====== Excerpted records ======

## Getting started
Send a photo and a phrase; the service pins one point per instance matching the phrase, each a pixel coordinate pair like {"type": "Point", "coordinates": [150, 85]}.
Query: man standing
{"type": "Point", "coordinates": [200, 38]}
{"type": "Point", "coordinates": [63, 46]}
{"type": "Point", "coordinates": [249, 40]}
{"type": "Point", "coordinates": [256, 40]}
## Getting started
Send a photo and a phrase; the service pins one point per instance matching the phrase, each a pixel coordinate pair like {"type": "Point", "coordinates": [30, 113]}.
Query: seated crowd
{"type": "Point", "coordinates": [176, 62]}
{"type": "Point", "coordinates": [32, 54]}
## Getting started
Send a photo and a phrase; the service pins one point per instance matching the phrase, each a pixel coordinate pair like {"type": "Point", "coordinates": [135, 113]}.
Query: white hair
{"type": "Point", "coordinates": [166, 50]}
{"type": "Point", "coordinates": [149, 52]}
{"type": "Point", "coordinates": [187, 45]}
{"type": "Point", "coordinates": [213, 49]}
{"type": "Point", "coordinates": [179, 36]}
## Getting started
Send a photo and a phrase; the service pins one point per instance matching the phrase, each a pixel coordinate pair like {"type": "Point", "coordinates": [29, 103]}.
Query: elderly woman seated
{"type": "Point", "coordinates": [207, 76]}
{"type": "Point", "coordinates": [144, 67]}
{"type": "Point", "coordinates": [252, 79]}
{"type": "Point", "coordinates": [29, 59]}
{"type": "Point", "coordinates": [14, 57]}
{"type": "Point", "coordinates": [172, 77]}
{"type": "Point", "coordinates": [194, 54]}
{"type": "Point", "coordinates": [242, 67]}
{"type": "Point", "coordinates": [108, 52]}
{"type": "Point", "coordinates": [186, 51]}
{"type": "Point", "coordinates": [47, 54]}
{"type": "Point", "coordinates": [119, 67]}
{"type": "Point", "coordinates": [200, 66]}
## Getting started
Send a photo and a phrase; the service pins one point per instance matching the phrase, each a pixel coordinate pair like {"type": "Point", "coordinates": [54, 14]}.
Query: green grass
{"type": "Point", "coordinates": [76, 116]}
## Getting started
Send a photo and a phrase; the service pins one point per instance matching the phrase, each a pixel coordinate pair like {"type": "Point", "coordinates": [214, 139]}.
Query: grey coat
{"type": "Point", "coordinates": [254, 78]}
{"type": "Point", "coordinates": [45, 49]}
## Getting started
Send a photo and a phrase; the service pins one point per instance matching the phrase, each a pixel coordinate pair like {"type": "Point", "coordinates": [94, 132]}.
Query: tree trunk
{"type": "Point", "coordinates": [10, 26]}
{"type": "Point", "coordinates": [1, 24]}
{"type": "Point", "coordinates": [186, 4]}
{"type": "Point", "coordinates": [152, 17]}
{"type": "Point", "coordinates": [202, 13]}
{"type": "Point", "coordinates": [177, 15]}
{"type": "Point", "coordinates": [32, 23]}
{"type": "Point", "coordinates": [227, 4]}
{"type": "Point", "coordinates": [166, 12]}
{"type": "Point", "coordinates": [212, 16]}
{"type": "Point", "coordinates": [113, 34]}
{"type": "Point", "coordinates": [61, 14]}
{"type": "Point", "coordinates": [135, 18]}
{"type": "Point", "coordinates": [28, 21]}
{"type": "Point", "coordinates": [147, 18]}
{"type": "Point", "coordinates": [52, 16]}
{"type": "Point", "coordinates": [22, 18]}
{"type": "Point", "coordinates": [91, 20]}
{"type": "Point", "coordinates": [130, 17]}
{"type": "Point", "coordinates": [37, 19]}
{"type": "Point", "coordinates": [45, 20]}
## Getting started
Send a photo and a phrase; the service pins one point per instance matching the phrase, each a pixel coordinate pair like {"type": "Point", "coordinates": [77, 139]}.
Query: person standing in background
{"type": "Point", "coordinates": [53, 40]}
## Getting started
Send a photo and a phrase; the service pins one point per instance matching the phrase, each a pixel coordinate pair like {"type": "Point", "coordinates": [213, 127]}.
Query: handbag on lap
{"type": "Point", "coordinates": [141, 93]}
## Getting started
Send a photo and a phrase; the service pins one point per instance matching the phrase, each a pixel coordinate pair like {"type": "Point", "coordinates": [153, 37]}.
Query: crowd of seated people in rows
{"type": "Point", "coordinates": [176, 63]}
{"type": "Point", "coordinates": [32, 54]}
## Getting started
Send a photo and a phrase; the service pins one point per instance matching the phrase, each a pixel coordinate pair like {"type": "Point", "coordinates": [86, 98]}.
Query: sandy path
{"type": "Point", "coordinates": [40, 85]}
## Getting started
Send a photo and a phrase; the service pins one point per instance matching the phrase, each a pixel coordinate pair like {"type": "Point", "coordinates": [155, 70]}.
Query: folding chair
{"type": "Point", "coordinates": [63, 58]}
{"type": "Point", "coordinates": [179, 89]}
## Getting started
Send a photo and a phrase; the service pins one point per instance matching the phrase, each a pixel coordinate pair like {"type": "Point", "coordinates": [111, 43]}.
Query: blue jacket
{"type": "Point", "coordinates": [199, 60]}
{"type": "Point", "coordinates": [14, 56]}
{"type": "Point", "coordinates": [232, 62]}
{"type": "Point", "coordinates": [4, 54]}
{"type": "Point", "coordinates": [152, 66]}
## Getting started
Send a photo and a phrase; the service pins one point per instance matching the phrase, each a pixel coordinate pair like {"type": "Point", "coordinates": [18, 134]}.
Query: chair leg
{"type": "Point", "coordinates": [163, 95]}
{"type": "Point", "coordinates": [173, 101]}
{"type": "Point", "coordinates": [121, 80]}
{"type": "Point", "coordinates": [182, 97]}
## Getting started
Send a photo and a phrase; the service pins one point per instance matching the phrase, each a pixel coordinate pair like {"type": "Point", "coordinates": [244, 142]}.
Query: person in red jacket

======

Directions:
Repeat the data precisely, line by line.

Solved exercise:
## Getting started
Send a photo and a phrase; the service pins one point per instance matching the phrase, each a pixel coordinate pair like {"type": "Point", "coordinates": [150, 85]}.
Query: man standing
{"type": "Point", "coordinates": [200, 38]}
{"type": "Point", "coordinates": [63, 46]}
{"type": "Point", "coordinates": [249, 40]}
{"type": "Point", "coordinates": [256, 40]}
## Getting started
Send a photo and a phrase; the service pins one point per instance matching the phrase, each a pixel coordinate pair like {"type": "Point", "coordinates": [30, 113]}.
Query: seated crowd
{"type": "Point", "coordinates": [176, 62]}
{"type": "Point", "coordinates": [32, 54]}
## Getting started
Send a photo and a phrase; the service pins one point per instance matching the phrase, each a pixel coordinate pair like {"type": "Point", "coordinates": [135, 113]}.
Query: white hair
{"type": "Point", "coordinates": [166, 50]}
{"type": "Point", "coordinates": [149, 52]}
{"type": "Point", "coordinates": [187, 45]}
{"type": "Point", "coordinates": [213, 49]}
{"type": "Point", "coordinates": [179, 36]}
## Getting started
Send a photo and a phrase; the service pins one point per instance matching the phrase, each a pixel coordinate pair like {"type": "Point", "coordinates": [29, 103]}.
Query: elderly woman seated
{"type": "Point", "coordinates": [207, 76]}
{"type": "Point", "coordinates": [144, 67]}
{"type": "Point", "coordinates": [252, 79]}
{"type": "Point", "coordinates": [29, 59]}
{"type": "Point", "coordinates": [14, 57]}
{"type": "Point", "coordinates": [172, 77]}
{"type": "Point", "coordinates": [194, 54]}
{"type": "Point", "coordinates": [242, 67]}
{"type": "Point", "coordinates": [108, 52]}
{"type": "Point", "coordinates": [186, 51]}
{"type": "Point", "coordinates": [47, 54]}
{"type": "Point", "coordinates": [119, 67]}
{"type": "Point", "coordinates": [200, 66]}
## Getting started
Send a photo and a phrase; the service pins one point per instance matching the phrase, each a pixel coordinate pair like {"type": "Point", "coordinates": [54, 14]}.
Query: green grass
{"type": "Point", "coordinates": [76, 116]}
## Getting started
Send a photo and a phrase; the service pins one point per instance matching the phrase, each a pixel coordinate pair like {"type": "Point", "coordinates": [214, 139]}.
Query: grey coat
{"type": "Point", "coordinates": [254, 78]}
{"type": "Point", "coordinates": [45, 49]}
## Getting started
Send a photo and a phrase; the service pins one point per instance matching the phrase, each a pixel coordinate pair like {"type": "Point", "coordinates": [94, 132]}.
Query: tree trunk
{"type": "Point", "coordinates": [10, 26]}
{"type": "Point", "coordinates": [1, 24]}
{"type": "Point", "coordinates": [186, 4]}
{"type": "Point", "coordinates": [152, 17]}
{"type": "Point", "coordinates": [202, 13]}
{"type": "Point", "coordinates": [177, 15]}
{"type": "Point", "coordinates": [32, 23]}
{"type": "Point", "coordinates": [227, 4]}
{"type": "Point", "coordinates": [166, 12]}
{"type": "Point", "coordinates": [212, 16]}
{"type": "Point", "coordinates": [113, 34]}
{"type": "Point", "coordinates": [61, 14]}
{"type": "Point", "coordinates": [135, 18]}
{"type": "Point", "coordinates": [28, 21]}
{"type": "Point", "coordinates": [147, 18]}
{"type": "Point", "coordinates": [52, 16]}
{"type": "Point", "coordinates": [22, 18]}
{"type": "Point", "coordinates": [91, 20]}
{"type": "Point", "coordinates": [130, 17]}
{"type": "Point", "coordinates": [37, 19]}
{"type": "Point", "coordinates": [45, 20]}
## Getting started
Send a photo and a phrase; the service pins one point per instance matching the phrase, each a pixel coordinate pair like {"type": "Point", "coordinates": [77, 139]}.
Query: person standing in background
{"type": "Point", "coordinates": [53, 40]}
## Getting started
Send a photo and a phrase; the service pins one point per instance matching the phrase, each a pixel coordinate pair like {"type": "Point", "coordinates": [213, 127]}.
Query: handbag on lap
{"type": "Point", "coordinates": [141, 93]}
## Getting started
Send a photo and a phrase; the service pins one point per instance matching the phrase, each a pixel coordinate pair like {"type": "Point", "coordinates": [153, 37]}.
Query: crowd of seated people in rows
{"type": "Point", "coordinates": [176, 63]}
{"type": "Point", "coordinates": [32, 54]}
## Getting started
Send a photo and a phrase; the service pins one point per instance matching the phrase, each a pixel coordinate pair like {"type": "Point", "coordinates": [86, 98]}.
Query: sandy path
{"type": "Point", "coordinates": [40, 85]}
## Getting started
Send a photo and a phrase; the service pins one point per instance matching the phrase, each a pixel coordinate pair like {"type": "Point", "coordinates": [155, 70]}.
Query: folding chair
{"type": "Point", "coordinates": [63, 58]}
{"type": "Point", "coordinates": [179, 89]}
## Getting started
Send a photo and a phrase; the service pins one point per instance matching the phrase, each a pixel coordinate pair like {"type": "Point", "coordinates": [111, 43]}.
Query: blue jacket
{"type": "Point", "coordinates": [199, 60]}
{"type": "Point", "coordinates": [14, 56]}
{"type": "Point", "coordinates": [232, 62]}
{"type": "Point", "coordinates": [4, 54]}
{"type": "Point", "coordinates": [152, 66]}
## Getting started
Send a photo and a phrase; the service pins one point per instance matching the phrase, each a pixel coordinate pair like {"type": "Point", "coordinates": [18, 134]}.
Query: chair leg
{"type": "Point", "coordinates": [163, 95]}
{"type": "Point", "coordinates": [173, 101]}
{"type": "Point", "coordinates": [121, 80]}
{"type": "Point", "coordinates": [182, 97]}
## Getting started
Send a photo and a phrase; the service pins one point per instance matching the phrase, each a pixel coordinate pair like {"type": "Point", "coordinates": [244, 142]}.
Query: person in red jacket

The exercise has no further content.